SELECTED EXCERPT –

——————

Known Issues

You might run into some known issues while using Cloudera Private Cloud.

Using dollar character in environment variables in Cloudera AI

Environment variables with the dollar ($) character are not parsed correctly by Cloudera AI. For example, if you set PASSWORD="pass$123" in the project environment variables, and then try to read it using the echo command, the following output will be displayed: pass23

Workaround: Use one of the following commands to print the $ sign:
echo 24 | xxd -r -p
or
echo JAo= | base64 -d
Insert the value of the environment variable by wrapping it in the command substitution using $() or ``. For example, if you want to set the environment variable to ABC$123, specify:
ABC$(echo 24 | xxd -r -p)123
or
ABC`echo 24 | xxd -r -p`123
DSE-37827: Jupyter's RTC extension throws an error and notebooks become unusable

In certain cases, Jupyter’s RTC (Real Time Collaboration) extension may cause errors claiming either that other sessions are active, or that other processes have accessed the notebook files. After these errors, the notebook becomes unusable due to the error messages and the Cloudera AI session needs to be restarted.

——————

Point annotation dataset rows
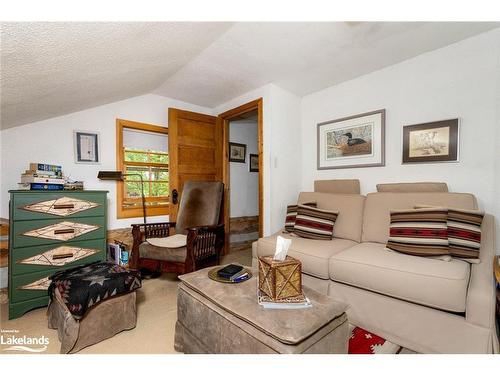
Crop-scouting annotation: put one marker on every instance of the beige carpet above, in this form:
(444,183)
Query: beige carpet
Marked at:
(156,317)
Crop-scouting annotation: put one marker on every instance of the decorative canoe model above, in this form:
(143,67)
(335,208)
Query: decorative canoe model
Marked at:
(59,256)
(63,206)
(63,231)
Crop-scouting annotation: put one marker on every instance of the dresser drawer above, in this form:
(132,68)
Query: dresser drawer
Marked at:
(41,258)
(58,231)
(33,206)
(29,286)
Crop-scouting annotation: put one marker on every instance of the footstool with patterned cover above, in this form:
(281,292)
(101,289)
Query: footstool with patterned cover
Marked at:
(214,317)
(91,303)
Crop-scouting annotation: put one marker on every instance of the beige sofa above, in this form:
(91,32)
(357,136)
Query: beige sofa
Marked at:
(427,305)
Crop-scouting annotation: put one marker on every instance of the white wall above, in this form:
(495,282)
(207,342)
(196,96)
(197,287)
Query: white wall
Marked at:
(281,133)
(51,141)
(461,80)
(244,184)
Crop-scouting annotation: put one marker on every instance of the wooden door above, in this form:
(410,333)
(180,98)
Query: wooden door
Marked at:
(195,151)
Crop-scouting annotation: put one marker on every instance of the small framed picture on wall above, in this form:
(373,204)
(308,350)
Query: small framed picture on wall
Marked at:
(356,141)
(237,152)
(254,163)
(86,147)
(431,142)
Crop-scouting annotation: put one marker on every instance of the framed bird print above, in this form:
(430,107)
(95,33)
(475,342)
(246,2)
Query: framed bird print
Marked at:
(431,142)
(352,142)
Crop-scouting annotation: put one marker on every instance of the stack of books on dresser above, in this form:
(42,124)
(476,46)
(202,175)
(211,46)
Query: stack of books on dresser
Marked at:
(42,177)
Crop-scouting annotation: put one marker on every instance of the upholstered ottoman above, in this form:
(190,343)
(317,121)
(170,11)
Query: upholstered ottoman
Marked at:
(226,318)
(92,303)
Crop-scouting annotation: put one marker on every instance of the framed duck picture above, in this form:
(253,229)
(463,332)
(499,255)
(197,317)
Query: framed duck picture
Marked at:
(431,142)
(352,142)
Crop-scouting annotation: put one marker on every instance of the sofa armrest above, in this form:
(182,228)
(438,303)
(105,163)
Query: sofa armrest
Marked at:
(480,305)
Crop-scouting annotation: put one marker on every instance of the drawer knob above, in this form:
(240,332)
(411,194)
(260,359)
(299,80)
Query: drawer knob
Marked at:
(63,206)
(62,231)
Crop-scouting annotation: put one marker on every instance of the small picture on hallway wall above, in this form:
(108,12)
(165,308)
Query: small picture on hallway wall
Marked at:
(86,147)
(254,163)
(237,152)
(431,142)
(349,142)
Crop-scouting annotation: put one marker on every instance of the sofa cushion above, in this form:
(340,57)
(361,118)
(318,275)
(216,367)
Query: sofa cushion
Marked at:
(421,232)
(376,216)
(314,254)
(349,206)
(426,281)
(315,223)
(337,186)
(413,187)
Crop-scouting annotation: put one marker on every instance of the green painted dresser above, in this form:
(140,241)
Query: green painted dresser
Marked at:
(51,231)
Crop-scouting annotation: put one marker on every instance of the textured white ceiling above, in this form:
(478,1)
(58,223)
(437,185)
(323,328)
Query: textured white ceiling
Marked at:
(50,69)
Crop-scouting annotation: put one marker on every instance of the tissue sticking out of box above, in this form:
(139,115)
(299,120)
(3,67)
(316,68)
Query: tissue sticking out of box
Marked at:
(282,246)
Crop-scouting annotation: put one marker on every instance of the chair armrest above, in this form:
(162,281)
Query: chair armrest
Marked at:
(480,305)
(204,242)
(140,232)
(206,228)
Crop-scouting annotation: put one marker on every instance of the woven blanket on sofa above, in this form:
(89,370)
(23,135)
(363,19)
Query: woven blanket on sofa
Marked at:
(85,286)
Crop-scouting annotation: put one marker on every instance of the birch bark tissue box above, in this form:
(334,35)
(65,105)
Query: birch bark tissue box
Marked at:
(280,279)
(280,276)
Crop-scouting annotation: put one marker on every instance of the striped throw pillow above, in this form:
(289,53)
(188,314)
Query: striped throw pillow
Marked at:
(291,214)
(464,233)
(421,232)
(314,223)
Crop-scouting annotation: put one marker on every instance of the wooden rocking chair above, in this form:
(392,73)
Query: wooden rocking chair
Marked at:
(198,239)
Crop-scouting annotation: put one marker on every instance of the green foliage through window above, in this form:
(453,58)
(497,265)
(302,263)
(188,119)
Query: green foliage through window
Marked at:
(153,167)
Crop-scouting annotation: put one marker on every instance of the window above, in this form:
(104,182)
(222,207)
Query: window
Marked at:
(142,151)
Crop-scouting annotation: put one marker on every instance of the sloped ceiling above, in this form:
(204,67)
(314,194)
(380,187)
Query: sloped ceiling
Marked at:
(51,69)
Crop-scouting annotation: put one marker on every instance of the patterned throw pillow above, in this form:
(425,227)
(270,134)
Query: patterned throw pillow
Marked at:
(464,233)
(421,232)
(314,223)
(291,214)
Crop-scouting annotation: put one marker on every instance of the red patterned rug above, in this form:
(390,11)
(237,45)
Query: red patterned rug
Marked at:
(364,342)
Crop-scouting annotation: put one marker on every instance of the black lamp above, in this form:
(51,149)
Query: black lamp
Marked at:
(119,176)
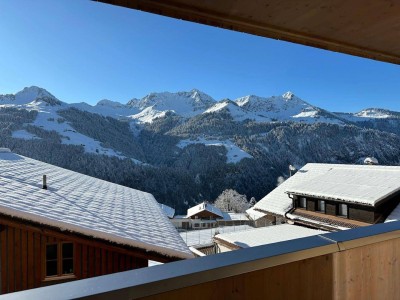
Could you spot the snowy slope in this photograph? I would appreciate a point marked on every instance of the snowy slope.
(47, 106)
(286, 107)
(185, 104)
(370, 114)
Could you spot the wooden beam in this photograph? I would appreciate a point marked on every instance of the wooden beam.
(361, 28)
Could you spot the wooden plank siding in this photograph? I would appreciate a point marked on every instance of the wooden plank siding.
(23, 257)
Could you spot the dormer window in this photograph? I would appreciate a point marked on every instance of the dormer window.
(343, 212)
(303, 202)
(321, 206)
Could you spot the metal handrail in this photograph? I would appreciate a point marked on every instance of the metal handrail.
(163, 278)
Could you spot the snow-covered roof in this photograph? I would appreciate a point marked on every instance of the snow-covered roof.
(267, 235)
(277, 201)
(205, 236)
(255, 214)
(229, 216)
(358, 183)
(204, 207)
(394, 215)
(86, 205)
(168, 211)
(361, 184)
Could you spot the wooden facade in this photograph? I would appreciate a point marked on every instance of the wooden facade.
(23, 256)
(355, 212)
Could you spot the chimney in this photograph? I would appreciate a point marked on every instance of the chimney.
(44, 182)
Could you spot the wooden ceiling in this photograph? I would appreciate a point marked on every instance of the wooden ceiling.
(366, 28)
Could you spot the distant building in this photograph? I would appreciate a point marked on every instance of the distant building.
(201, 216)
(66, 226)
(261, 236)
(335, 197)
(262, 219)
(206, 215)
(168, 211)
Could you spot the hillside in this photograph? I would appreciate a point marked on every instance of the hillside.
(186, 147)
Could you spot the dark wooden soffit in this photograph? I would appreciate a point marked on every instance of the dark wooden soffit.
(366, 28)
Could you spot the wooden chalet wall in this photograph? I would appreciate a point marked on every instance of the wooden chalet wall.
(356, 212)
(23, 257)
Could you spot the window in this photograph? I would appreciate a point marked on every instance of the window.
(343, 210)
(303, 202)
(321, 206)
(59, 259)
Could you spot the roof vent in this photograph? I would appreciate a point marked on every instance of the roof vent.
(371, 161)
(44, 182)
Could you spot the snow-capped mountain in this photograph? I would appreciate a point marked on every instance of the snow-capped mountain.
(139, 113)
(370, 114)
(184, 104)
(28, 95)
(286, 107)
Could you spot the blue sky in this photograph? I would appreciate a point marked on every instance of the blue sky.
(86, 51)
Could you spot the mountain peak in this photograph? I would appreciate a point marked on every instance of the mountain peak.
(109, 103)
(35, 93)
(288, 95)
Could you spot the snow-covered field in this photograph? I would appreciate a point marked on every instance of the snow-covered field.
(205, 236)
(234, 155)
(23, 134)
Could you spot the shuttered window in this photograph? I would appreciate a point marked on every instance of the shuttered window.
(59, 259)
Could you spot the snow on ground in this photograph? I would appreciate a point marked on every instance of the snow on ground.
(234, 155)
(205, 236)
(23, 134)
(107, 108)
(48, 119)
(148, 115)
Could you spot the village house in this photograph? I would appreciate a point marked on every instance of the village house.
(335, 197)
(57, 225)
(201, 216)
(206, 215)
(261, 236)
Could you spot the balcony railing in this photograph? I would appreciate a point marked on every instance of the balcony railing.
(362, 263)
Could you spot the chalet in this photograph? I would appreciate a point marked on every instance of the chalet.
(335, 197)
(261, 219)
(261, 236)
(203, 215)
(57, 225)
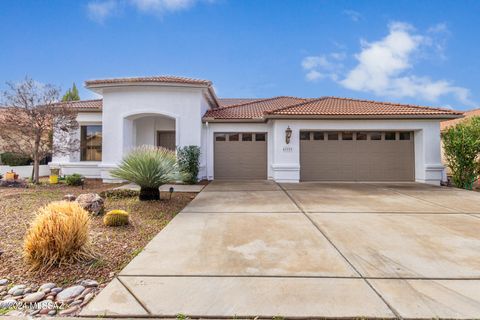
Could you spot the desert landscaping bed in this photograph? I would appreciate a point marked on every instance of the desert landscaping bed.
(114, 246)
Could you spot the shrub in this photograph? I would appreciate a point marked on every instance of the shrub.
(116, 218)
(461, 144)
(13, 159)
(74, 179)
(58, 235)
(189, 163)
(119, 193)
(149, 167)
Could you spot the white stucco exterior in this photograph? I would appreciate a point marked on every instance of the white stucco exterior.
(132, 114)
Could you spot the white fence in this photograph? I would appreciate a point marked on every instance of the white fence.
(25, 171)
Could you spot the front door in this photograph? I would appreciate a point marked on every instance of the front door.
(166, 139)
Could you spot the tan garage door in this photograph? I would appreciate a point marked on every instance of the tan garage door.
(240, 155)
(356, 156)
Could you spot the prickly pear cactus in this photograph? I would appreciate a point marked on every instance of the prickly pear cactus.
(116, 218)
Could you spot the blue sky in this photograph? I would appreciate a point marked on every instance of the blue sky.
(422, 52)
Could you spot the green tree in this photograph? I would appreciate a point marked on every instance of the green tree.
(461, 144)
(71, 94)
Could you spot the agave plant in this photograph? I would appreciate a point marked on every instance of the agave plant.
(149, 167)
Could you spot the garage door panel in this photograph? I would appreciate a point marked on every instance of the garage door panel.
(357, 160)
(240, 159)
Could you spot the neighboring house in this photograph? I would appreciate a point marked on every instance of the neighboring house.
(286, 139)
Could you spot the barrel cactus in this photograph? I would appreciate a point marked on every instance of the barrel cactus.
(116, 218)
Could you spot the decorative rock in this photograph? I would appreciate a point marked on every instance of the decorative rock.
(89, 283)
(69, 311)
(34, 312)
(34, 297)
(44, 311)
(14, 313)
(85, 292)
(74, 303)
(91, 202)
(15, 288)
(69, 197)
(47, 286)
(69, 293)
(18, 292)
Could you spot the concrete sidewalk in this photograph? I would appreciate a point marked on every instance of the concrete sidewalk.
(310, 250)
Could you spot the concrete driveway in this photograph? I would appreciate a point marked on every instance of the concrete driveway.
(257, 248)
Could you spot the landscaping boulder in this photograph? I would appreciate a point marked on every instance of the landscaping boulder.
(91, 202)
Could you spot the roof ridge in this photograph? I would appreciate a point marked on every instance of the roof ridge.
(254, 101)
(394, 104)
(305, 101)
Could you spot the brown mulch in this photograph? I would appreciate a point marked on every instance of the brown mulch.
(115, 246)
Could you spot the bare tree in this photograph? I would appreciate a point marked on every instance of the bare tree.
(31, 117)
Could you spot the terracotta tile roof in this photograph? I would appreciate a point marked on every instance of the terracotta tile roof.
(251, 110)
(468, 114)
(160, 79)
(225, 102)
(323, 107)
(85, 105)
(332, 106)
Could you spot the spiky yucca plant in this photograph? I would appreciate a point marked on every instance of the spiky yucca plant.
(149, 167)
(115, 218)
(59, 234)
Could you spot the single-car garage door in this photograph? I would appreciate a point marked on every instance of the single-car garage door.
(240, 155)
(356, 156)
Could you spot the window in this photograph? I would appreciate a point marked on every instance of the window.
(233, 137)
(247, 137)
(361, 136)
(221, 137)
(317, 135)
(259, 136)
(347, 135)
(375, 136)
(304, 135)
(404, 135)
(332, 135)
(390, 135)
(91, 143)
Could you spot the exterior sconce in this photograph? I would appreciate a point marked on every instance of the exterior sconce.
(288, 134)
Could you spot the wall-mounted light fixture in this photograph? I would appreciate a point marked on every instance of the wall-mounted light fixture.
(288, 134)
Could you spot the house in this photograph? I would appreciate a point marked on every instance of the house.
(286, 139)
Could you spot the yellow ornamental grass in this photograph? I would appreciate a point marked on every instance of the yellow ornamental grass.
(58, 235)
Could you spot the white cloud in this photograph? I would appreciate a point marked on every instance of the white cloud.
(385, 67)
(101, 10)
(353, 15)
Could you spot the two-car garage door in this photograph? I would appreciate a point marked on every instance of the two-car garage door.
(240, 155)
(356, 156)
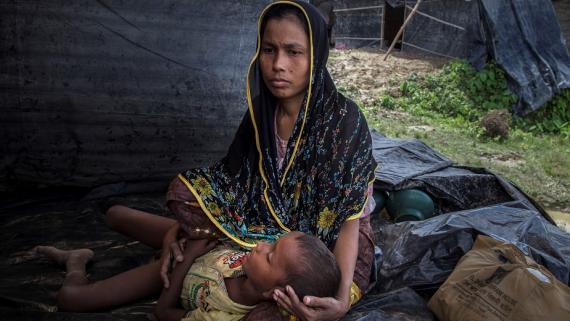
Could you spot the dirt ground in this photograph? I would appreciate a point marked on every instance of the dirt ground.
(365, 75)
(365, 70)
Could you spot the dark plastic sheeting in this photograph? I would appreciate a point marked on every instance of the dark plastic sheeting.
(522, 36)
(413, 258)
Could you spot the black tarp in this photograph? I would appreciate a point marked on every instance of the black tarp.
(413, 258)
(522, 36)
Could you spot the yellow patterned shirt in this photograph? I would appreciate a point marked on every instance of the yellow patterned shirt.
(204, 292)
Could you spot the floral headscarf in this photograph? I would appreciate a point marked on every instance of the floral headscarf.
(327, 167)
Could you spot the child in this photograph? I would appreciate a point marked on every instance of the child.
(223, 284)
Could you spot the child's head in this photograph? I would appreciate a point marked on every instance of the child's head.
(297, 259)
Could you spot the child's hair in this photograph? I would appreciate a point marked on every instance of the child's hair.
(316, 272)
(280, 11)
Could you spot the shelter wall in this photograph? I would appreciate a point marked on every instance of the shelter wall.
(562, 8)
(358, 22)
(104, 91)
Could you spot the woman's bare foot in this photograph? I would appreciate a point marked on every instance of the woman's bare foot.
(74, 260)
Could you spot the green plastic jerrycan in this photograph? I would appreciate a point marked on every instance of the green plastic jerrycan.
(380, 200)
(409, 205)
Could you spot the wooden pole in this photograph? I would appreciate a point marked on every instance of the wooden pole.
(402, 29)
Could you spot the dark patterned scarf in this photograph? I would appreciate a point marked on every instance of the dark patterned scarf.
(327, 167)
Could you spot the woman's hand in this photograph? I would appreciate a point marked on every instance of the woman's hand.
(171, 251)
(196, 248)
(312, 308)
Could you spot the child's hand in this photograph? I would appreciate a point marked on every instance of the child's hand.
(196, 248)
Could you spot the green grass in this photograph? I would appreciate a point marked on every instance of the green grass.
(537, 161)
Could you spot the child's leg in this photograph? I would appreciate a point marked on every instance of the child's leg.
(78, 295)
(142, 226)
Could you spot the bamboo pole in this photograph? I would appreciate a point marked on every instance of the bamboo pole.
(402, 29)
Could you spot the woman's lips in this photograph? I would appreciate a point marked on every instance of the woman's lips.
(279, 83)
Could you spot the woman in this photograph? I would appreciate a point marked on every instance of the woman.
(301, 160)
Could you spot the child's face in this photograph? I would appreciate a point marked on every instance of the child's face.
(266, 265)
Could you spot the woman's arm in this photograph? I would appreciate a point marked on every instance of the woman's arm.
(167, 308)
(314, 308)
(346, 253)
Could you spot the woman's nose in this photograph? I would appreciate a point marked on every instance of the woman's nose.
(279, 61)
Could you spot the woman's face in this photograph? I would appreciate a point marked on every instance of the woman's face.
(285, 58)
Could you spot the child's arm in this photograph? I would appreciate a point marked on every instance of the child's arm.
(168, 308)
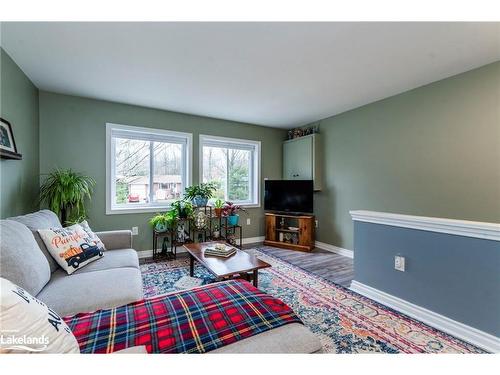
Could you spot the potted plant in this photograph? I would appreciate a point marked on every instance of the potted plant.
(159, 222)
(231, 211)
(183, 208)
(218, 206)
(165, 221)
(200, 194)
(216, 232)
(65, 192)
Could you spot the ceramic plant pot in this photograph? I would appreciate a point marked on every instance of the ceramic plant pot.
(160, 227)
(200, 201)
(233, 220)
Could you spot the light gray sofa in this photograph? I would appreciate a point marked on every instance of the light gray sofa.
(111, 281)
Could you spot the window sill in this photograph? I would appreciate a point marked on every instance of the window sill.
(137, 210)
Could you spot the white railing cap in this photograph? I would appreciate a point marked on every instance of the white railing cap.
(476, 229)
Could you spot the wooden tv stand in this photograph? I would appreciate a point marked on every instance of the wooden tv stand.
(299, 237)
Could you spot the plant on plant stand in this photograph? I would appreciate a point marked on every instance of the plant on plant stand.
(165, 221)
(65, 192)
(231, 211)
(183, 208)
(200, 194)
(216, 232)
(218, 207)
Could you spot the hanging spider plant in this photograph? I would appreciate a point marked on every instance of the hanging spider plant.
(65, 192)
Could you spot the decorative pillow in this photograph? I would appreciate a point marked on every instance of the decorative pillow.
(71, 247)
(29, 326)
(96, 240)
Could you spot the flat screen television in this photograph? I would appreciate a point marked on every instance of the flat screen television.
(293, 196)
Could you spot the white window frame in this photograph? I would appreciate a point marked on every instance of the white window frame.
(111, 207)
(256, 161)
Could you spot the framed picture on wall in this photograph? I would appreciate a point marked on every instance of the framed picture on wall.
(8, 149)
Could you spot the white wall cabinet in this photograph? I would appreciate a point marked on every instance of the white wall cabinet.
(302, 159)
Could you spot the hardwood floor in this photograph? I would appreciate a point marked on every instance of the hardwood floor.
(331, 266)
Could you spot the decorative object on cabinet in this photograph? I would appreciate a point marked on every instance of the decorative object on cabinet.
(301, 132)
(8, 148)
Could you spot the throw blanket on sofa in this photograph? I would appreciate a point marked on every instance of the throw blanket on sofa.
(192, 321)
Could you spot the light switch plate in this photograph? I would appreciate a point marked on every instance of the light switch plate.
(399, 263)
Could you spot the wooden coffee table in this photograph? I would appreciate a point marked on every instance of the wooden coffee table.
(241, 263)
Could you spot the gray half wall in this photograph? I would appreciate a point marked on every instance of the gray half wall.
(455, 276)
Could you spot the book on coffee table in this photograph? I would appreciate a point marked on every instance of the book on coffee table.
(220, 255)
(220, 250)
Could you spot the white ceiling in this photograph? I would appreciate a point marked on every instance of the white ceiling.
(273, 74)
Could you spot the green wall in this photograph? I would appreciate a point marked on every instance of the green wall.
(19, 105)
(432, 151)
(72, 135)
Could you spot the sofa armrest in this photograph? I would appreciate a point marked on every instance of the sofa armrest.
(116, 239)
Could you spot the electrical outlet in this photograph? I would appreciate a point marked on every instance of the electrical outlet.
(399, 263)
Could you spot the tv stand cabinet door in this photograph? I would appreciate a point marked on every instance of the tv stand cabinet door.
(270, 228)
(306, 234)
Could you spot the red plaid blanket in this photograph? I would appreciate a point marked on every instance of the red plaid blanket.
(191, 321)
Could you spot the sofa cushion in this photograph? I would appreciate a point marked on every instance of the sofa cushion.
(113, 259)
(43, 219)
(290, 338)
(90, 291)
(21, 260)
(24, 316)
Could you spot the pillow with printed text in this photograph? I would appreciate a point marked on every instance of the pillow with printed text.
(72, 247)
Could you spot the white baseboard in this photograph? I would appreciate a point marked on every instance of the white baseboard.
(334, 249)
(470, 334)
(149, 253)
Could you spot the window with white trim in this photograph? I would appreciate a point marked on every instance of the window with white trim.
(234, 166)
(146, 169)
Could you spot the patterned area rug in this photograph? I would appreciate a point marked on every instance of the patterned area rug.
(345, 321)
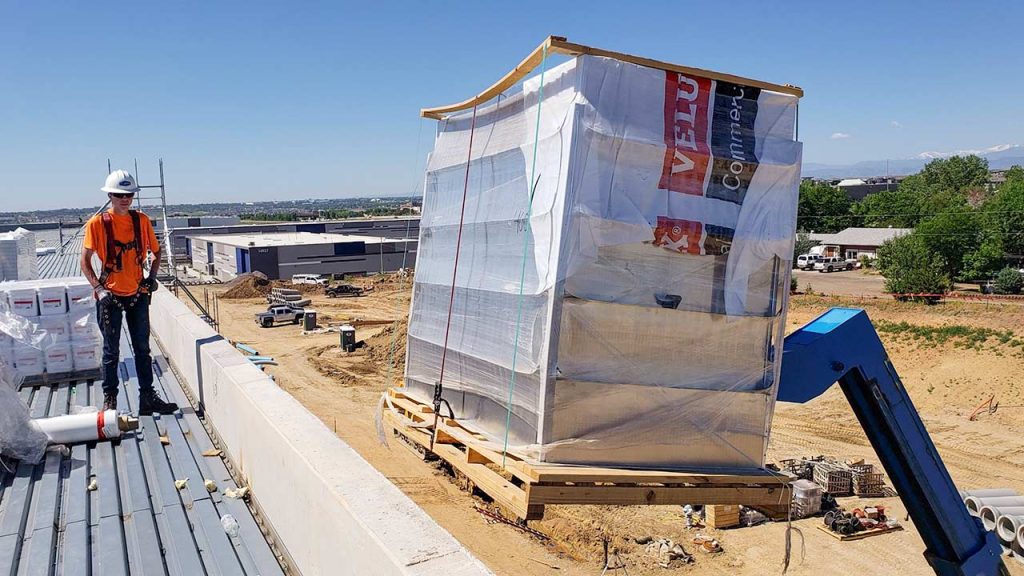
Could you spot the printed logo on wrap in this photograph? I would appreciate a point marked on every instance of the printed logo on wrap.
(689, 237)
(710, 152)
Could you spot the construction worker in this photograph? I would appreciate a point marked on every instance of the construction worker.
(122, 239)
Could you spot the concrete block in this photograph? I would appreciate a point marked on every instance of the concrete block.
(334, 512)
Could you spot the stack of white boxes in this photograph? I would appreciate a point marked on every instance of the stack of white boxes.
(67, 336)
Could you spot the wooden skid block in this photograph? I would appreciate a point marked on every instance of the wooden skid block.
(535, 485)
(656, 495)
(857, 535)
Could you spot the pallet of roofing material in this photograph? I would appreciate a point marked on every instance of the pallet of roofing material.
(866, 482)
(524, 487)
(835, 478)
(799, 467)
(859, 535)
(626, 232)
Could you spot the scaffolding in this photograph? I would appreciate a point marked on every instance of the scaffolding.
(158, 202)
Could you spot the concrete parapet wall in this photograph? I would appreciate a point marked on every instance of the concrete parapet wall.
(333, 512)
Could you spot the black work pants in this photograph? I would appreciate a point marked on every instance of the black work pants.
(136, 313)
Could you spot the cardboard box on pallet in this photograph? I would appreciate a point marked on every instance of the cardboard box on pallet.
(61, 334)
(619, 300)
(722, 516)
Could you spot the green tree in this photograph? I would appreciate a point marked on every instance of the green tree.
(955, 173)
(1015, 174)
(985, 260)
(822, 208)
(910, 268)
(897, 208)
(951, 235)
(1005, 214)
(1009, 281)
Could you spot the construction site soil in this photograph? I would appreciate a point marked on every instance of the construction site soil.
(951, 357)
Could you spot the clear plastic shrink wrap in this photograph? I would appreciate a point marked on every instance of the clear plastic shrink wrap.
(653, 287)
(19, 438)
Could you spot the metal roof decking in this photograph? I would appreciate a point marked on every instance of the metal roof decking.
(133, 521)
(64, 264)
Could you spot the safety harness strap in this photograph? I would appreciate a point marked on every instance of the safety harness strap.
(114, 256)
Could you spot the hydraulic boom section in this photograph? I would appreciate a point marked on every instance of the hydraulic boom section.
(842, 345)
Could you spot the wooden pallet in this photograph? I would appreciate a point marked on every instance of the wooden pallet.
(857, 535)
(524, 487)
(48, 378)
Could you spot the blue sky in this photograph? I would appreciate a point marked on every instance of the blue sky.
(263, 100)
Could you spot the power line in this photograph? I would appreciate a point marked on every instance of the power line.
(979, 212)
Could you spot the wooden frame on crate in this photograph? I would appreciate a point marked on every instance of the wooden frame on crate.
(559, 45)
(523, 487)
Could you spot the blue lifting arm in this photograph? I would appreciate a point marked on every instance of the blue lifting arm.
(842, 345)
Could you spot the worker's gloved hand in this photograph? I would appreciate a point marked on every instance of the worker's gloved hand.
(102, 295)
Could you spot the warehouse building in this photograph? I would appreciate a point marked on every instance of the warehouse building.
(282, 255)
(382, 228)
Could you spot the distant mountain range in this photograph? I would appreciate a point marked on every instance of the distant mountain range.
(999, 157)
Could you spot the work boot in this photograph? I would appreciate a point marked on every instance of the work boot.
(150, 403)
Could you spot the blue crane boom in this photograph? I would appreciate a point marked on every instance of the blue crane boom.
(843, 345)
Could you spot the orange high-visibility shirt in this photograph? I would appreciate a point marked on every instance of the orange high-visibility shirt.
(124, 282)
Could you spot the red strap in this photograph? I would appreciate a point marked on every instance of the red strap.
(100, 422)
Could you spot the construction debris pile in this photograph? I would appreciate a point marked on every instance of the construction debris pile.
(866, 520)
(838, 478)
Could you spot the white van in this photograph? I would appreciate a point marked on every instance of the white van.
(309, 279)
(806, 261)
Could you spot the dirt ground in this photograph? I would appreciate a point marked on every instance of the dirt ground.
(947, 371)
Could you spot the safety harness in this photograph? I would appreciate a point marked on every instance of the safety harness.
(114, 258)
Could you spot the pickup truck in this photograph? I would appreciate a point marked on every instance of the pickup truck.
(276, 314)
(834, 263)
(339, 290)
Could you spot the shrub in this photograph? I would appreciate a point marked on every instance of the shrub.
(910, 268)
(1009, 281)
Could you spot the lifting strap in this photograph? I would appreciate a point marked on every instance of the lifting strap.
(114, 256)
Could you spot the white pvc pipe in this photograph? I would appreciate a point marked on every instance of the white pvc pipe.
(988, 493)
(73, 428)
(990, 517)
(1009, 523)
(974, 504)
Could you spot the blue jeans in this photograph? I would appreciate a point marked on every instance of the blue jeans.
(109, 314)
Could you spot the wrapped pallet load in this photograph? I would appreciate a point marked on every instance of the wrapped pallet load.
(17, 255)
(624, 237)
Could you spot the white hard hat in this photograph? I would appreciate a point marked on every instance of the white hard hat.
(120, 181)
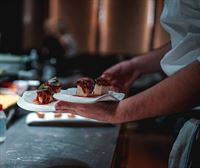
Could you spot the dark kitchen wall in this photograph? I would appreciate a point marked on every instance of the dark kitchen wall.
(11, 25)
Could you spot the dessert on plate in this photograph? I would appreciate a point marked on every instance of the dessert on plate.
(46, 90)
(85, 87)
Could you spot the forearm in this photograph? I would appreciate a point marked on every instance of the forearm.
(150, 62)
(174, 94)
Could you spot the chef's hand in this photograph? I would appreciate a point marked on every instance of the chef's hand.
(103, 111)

——————

GIVEN PROBLEM 1 –
Rewrite the Cloudera known-issues text between "Workaround: Use one" and "to be restarted.", inclusive, swapping "environment variable" for "env setting".
GIVEN PROBLEM 2 –
Extend the Cloudera known-issues text onward from its final sentence.

FINAL ANSWER 1 –
Workaround: Use one of the following commands to print the $ sign:
echo 24 | xxd -r -p
or
echo JAo= | base64 -d
Insert the value of the env setting by wrapping it in the command substitution using $() or ``. For example, if you want to set the env setting to ABC$123, specify:
ABC$(echo 24 | xxd -r -p)123
or
ABC`echo 24 | xxd -r -p`123
DSE-37827: Jupyter's RTC extension throws an error and notebooks become unusable

In certain cases, Jupyter’s RTC (Real Time Collaboration) extension may cause errors claiming either that other sessions are active, or that other processes have accessed the notebook files. After these errors, the notebook becomes unusable due to the error messages and the Cloudera AI session needs to be restarted.

FINAL ANSWER 2 –
Workaround:

You must disable the Jupyter RTC extension by performing the following tasks:
  1. Create a Session.
  2. Open the terminal.
  3. Enter nano /home/cdsw/.jupyter/labconfig/page_config.json.
  4. Add the following lines to the file:
    {
      "disabledExtensions": {
        "@jupyter/collaboration-extension": true
      },
      "lockedExtensions": {
        "@jupyter/collaboration-extension": true
      }
    }
    
  5. Save and close the file.
DSE-36718: Disable auto synchronization feature for users and teams

The automated team and user synchronization feature is disabled. Newly installed or upgraded workbenches do not have the automatic synchronization option in the Cloudera AI UI.

Workaround: none

DSE-36759: AMPs and Feature Announcement sections do not work in NTP setups

Cloudera AI Private Cloud setups with Non Transparent Proxy do not function properly, that affects Cloudera Accelerators for Machine Learning Projects and Feature Announcements. The home page freezes, the feature announcement displays error message, and the AMPs do not load.

Workaround:

To avoid the home page freeze copy the following environment variables from the web deployment, and add them to the environment section of the API deployments:
  • HTTP_PROXY
  • HTTPS_PROXY
  • NO_PROXY
  • http_proxy
  • https_proxy
  • no_proxy
DSE-32943: Enabling Service Accounts
Teams in the Cloudera AI Workbench can only run workloads within team projects with the Run as option for service accounts if they have previously manually added service accounts as a collaborator to the team.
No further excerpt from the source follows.